Which lines in the entries below contain the word "door"? Find each one and copy it out in full.

<<<<

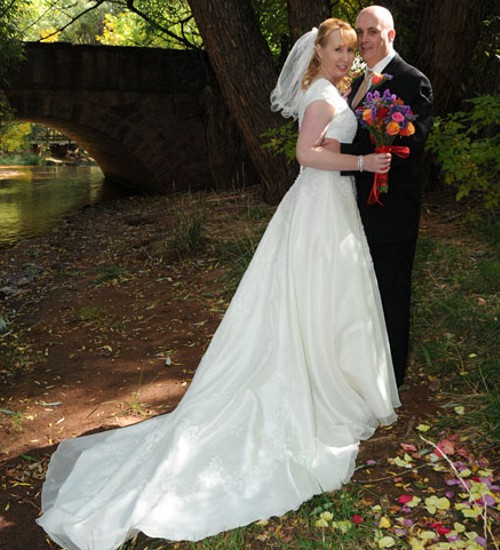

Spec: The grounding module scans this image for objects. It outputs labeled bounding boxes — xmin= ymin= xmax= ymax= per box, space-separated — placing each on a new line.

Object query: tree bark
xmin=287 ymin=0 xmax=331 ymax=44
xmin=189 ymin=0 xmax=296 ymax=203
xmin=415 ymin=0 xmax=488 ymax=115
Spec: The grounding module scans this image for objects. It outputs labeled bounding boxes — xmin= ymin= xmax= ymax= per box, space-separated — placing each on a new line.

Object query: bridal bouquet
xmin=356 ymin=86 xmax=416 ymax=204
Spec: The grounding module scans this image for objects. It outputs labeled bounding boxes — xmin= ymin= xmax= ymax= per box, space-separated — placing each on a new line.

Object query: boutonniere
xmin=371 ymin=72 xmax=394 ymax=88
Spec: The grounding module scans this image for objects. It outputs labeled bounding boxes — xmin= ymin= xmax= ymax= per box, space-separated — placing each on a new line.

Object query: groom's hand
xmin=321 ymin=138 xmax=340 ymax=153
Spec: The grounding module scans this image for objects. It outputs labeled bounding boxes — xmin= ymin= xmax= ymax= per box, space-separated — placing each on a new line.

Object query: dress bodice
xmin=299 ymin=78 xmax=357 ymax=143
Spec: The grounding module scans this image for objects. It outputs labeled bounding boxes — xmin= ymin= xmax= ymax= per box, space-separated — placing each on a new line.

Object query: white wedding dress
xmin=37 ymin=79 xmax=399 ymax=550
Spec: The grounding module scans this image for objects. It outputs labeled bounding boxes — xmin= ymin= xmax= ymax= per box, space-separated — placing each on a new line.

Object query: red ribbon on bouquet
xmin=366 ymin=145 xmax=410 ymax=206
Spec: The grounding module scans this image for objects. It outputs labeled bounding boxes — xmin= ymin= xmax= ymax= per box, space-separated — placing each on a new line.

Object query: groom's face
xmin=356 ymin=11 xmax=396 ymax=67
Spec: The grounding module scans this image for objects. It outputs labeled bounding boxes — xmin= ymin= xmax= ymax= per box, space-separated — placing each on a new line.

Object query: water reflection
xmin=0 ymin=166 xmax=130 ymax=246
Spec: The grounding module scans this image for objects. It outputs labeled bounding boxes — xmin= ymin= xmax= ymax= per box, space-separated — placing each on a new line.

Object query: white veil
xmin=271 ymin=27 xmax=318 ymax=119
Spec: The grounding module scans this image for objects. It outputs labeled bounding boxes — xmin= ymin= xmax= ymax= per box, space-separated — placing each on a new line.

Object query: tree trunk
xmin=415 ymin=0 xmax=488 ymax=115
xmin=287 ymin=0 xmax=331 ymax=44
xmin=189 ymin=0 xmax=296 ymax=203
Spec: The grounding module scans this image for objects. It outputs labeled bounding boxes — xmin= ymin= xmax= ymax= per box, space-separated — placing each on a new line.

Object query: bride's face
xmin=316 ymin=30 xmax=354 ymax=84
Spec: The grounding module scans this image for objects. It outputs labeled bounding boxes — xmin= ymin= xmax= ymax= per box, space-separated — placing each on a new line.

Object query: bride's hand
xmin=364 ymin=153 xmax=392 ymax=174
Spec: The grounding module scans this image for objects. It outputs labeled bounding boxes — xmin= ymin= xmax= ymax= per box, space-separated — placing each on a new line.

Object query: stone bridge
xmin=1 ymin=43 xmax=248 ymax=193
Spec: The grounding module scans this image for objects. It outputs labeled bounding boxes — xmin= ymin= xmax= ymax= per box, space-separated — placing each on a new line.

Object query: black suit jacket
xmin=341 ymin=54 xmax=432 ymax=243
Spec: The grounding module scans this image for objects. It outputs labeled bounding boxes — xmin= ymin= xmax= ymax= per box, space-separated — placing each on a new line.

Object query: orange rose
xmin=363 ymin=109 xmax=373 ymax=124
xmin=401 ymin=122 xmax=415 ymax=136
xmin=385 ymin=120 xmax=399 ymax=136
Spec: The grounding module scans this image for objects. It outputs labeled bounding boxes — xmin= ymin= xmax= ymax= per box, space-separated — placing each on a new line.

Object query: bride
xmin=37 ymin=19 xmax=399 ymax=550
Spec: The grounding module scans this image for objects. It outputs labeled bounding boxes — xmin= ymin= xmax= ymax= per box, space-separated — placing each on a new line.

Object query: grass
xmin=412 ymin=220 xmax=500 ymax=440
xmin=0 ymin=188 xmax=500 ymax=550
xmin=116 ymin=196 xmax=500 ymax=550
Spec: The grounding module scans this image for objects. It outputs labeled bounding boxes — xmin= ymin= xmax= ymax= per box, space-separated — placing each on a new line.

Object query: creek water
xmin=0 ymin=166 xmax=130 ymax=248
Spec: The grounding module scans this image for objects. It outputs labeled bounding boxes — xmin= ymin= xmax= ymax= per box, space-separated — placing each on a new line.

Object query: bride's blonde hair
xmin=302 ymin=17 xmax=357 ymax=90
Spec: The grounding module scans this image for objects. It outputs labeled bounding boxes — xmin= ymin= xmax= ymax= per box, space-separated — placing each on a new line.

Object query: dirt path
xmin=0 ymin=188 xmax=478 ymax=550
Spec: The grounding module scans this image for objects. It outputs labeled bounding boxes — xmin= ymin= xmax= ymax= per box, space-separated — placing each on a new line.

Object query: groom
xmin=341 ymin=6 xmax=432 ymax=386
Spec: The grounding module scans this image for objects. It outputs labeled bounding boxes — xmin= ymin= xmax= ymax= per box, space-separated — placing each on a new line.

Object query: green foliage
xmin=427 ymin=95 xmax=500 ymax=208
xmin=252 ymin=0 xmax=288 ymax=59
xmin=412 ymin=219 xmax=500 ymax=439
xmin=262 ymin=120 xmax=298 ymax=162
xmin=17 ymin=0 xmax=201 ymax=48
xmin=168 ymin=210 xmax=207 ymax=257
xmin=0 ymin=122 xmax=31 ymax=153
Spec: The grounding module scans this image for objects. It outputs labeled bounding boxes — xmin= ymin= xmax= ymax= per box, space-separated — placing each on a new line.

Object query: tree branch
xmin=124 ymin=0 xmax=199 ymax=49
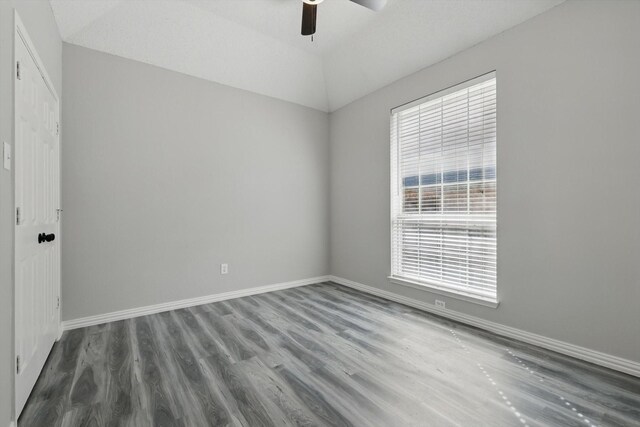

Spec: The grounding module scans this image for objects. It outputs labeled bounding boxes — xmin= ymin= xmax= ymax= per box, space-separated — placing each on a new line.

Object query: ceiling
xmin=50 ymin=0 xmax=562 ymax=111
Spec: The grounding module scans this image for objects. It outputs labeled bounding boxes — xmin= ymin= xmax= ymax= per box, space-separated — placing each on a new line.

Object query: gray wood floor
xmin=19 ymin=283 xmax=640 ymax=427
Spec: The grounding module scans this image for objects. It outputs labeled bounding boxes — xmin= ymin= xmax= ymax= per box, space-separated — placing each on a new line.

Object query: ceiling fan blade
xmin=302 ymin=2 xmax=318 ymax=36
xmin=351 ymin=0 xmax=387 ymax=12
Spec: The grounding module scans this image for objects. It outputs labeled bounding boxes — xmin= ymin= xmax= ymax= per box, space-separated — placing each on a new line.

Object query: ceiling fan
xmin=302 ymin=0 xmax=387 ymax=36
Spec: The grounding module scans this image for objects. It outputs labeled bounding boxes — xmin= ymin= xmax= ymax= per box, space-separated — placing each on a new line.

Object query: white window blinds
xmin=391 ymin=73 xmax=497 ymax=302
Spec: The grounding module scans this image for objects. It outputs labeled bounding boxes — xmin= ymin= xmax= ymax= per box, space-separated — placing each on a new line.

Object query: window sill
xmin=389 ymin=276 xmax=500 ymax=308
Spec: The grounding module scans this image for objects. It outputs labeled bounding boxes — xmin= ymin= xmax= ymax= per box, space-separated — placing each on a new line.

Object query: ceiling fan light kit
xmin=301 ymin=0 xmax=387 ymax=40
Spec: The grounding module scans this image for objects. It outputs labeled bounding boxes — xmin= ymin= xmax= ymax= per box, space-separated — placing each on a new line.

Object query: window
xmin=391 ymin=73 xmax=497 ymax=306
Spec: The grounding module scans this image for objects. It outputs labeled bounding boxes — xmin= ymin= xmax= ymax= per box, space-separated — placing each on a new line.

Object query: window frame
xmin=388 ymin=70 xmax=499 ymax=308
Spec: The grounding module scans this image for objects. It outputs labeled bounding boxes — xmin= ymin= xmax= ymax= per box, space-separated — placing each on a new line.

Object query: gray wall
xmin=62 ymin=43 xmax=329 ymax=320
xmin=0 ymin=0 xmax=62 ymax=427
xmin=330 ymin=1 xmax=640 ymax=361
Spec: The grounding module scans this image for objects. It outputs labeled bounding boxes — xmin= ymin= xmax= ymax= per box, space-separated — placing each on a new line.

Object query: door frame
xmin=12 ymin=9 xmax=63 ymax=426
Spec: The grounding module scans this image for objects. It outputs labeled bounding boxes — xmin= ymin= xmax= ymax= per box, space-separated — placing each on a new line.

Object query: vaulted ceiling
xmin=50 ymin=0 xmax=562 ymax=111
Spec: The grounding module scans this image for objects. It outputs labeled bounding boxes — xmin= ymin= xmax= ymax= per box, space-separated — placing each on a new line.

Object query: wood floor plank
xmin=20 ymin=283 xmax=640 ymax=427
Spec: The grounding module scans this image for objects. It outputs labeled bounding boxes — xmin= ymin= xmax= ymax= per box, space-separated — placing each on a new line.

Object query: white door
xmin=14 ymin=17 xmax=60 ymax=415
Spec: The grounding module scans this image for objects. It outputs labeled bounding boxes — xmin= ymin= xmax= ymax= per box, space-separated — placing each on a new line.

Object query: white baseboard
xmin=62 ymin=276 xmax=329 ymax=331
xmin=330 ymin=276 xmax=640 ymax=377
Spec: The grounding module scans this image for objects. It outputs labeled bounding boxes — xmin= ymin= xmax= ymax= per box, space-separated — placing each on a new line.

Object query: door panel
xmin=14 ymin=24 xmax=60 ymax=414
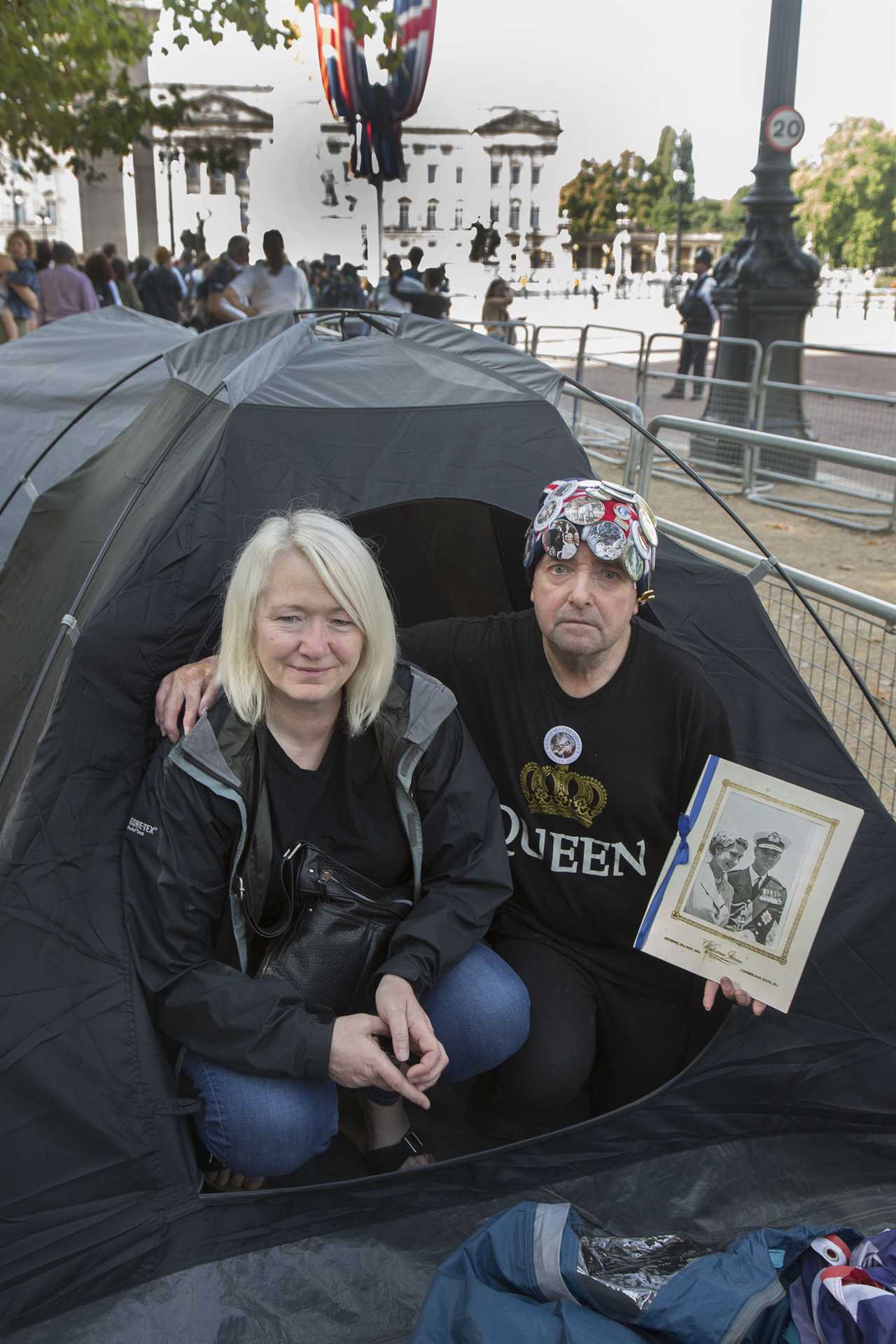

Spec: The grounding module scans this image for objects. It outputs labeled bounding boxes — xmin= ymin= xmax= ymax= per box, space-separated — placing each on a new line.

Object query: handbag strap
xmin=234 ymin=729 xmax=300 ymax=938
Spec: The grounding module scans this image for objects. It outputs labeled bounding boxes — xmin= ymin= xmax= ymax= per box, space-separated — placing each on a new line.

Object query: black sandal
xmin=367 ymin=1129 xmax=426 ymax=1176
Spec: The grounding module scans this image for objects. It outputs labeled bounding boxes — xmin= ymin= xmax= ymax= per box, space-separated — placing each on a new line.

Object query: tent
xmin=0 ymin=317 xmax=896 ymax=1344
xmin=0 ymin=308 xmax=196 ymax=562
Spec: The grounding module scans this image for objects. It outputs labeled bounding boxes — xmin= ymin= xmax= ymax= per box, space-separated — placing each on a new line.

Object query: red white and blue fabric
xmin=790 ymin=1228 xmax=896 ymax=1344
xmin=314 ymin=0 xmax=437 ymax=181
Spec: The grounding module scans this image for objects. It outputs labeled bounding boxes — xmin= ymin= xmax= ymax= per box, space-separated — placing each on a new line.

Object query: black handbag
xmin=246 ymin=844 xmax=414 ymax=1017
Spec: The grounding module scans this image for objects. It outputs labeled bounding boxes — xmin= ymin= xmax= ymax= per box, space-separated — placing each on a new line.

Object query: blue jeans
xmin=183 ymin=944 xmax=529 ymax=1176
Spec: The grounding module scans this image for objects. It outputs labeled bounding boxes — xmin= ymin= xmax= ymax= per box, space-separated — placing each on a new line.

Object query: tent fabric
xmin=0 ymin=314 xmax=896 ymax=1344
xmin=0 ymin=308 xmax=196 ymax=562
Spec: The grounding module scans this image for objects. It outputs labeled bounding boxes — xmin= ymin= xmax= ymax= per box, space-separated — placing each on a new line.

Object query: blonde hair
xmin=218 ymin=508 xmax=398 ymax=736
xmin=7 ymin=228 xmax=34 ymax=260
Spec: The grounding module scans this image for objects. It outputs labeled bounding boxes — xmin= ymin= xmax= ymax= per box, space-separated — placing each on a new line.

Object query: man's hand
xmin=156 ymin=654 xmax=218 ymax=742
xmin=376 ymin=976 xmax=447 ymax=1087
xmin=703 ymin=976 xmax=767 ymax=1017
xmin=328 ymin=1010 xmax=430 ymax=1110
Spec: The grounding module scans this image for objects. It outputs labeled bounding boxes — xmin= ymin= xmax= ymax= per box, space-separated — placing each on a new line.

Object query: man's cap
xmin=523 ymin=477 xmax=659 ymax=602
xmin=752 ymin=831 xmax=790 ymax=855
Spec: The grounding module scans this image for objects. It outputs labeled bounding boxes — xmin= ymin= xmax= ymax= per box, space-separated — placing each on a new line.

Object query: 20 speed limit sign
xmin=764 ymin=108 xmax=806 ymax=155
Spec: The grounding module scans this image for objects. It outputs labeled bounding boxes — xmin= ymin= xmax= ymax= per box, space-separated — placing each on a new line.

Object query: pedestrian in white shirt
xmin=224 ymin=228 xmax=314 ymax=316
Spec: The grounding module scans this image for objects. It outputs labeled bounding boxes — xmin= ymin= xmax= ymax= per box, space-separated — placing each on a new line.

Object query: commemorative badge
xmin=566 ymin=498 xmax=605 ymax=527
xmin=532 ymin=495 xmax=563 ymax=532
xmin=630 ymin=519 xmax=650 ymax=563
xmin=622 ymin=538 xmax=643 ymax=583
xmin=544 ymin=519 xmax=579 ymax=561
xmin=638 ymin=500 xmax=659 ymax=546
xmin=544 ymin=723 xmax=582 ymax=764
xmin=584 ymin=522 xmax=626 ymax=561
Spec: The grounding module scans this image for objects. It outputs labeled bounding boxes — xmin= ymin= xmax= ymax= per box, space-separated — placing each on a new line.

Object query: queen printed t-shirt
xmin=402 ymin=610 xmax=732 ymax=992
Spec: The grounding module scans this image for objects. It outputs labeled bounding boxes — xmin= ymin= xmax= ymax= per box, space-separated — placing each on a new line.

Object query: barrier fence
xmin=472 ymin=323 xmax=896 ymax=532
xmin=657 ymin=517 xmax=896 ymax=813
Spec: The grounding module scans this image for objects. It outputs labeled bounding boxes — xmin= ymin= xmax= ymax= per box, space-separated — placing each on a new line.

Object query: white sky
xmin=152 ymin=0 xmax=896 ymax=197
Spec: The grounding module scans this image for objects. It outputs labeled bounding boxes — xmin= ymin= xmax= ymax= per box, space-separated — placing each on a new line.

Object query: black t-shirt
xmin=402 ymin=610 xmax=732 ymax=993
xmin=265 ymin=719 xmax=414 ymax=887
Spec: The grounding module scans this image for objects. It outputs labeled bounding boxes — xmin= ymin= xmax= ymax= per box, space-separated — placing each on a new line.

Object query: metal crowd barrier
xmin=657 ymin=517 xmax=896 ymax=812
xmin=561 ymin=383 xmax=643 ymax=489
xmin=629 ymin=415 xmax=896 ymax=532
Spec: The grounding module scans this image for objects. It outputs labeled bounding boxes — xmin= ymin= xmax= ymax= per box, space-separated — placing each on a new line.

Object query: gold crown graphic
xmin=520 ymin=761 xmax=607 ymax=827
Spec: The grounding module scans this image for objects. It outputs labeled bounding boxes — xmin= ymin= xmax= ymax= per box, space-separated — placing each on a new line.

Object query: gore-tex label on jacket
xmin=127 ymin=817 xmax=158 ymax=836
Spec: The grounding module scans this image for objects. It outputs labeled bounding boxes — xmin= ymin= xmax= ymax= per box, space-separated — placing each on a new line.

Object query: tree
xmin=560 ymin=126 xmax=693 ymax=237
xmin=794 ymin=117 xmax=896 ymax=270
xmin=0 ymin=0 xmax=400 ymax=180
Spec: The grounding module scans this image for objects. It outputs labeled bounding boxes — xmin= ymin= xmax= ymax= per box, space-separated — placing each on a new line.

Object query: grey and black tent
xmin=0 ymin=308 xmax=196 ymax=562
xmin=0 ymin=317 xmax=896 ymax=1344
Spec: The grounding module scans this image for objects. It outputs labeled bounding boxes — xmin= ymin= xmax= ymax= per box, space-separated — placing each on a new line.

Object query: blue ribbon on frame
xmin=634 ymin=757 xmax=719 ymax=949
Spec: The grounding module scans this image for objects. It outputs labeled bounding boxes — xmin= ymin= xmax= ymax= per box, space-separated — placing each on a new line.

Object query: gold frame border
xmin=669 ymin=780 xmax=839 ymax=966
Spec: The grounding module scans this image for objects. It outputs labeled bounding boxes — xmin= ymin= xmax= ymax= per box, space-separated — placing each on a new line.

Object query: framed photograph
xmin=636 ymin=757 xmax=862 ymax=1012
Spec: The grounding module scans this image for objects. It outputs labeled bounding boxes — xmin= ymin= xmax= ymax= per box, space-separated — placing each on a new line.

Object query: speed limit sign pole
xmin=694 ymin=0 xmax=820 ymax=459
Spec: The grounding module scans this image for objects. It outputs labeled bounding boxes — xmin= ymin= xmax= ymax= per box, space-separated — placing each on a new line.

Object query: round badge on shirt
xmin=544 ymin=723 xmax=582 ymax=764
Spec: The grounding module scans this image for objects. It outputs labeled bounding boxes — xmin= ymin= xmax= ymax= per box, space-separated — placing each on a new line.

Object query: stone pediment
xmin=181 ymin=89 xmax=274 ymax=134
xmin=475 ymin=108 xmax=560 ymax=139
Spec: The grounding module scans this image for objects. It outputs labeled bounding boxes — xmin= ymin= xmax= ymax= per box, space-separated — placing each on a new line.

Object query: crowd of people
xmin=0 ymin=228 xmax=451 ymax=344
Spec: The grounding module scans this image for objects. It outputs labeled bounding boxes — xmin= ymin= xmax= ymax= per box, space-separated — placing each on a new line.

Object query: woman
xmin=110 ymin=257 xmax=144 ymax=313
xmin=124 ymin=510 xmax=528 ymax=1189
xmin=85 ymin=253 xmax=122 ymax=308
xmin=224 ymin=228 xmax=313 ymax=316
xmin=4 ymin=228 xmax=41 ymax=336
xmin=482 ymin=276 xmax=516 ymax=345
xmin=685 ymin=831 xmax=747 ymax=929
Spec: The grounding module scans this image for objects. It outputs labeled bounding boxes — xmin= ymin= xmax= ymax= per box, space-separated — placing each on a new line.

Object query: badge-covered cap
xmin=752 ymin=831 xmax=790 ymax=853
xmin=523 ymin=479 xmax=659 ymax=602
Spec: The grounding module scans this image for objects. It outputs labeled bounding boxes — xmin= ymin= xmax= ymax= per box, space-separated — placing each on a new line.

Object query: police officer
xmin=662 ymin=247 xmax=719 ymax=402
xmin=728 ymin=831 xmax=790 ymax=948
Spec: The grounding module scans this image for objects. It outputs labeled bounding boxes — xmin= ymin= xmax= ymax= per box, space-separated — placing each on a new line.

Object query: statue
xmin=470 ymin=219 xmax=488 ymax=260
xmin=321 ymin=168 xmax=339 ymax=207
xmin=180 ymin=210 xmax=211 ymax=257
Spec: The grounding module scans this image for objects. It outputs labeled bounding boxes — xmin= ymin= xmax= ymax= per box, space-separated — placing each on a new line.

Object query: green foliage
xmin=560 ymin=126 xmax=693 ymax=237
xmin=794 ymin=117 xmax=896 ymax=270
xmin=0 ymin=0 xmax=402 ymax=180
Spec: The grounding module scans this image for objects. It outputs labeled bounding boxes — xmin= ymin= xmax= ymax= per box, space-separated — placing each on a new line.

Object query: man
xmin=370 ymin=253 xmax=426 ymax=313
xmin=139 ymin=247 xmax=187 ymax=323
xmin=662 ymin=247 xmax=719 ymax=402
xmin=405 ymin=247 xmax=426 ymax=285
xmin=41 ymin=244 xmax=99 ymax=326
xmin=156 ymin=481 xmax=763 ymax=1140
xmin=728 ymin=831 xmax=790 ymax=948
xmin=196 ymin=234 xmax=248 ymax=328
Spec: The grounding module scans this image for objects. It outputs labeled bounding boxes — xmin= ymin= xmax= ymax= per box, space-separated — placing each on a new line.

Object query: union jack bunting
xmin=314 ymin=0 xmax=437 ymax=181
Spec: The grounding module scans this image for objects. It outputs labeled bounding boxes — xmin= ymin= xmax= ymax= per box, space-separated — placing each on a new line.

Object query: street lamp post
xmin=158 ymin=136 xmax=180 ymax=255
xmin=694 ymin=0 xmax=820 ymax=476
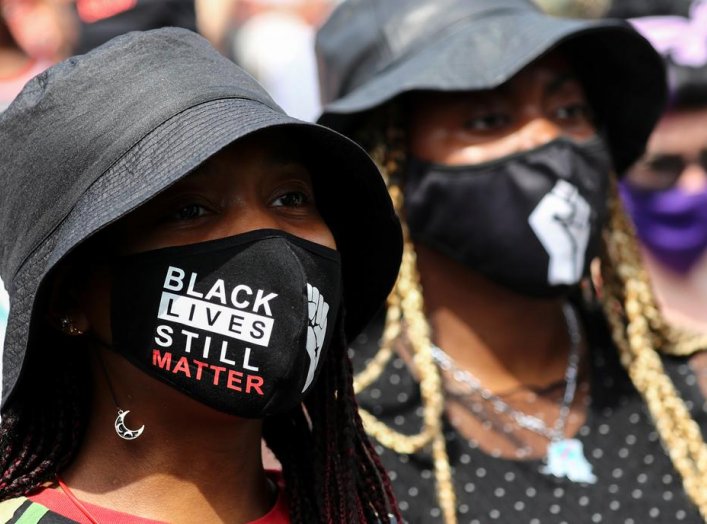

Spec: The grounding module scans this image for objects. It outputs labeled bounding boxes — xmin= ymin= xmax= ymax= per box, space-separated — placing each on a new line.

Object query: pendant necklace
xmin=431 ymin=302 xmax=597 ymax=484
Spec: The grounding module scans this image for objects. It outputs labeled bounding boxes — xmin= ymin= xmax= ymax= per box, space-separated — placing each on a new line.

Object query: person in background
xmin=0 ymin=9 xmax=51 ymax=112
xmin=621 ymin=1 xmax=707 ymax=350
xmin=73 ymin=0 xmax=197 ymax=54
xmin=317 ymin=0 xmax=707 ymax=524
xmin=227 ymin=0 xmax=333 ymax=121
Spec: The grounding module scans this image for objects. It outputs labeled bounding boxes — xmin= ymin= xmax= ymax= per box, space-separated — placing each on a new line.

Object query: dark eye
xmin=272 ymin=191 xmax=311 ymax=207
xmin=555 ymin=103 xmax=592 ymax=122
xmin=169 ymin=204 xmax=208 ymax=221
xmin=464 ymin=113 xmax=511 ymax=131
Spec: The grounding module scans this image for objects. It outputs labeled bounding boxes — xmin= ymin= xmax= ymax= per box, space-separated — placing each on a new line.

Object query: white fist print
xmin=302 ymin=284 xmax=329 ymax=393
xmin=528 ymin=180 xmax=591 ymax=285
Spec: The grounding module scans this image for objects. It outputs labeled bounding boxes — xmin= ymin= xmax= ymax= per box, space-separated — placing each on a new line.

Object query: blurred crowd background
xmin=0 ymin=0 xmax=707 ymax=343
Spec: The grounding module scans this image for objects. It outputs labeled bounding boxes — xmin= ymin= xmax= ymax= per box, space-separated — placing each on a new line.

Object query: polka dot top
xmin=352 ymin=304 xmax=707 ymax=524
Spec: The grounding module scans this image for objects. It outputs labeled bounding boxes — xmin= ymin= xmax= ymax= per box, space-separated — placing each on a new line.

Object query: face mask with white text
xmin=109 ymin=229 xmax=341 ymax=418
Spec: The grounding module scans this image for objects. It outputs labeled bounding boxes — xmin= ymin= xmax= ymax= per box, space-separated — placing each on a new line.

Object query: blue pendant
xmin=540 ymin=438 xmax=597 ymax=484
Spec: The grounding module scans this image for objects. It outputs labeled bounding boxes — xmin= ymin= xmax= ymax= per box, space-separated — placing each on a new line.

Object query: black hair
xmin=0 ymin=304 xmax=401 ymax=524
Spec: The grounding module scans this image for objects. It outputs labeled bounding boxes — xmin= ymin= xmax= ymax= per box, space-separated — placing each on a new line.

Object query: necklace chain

>>>>

Output:
Object query: door frame
Object query: white door
Object query: door panel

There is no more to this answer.